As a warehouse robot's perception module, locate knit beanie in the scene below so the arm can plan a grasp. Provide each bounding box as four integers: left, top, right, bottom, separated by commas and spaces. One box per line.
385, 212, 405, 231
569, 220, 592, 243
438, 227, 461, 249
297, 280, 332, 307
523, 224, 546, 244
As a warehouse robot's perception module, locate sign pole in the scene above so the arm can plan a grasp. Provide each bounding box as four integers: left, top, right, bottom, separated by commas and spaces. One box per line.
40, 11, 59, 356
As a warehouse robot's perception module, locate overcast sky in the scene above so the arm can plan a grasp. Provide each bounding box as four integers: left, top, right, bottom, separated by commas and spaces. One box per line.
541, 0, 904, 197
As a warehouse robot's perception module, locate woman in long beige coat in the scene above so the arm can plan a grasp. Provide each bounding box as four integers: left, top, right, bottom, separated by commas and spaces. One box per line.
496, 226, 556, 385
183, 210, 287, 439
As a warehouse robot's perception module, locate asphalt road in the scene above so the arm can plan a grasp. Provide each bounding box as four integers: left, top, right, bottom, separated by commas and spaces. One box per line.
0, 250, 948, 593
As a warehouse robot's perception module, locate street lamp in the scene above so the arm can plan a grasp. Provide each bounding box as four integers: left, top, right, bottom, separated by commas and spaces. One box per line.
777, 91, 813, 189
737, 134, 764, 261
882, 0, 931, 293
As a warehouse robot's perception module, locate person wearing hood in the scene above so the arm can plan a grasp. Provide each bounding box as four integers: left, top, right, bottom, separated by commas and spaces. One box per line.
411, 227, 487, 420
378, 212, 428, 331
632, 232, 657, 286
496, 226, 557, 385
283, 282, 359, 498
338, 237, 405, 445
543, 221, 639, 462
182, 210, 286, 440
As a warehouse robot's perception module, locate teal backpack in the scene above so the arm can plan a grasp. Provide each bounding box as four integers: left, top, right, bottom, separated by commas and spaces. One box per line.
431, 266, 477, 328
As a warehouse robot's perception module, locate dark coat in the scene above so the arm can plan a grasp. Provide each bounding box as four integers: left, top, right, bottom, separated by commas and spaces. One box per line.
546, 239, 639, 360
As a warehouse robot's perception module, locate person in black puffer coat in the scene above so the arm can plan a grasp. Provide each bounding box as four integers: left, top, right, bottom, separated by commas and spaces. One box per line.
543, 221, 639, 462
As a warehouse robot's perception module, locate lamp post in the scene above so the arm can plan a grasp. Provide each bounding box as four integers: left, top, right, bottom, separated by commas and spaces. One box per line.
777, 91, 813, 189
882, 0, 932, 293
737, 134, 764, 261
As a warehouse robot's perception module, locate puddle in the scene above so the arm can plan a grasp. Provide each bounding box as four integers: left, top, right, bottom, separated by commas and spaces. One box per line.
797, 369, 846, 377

-*-

Express the data from the line containing "As a warehouse robot's perception module, locate person wearing" through the line containing "182, 210, 286, 440" as a two-column CSV headed input and output, one row per text-and-answer pair. Put each field in quotes and replace any line breaks in it with spaces.

→ RESULT FOR THIS EXERCISE:
input,output
"As a warehouse robot's perception module, locate person wearing hood in the scene above so the arm can plan a grasp. Provide each bounding box as four integers: left, top, right, bottom, separated by commas and spaces. One box per line.","411, 227, 487, 420 378, 212, 428, 331 632, 232, 657, 286 496, 226, 557, 385 283, 282, 359, 498 338, 237, 405, 445 543, 221, 639, 462 182, 210, 286, 440"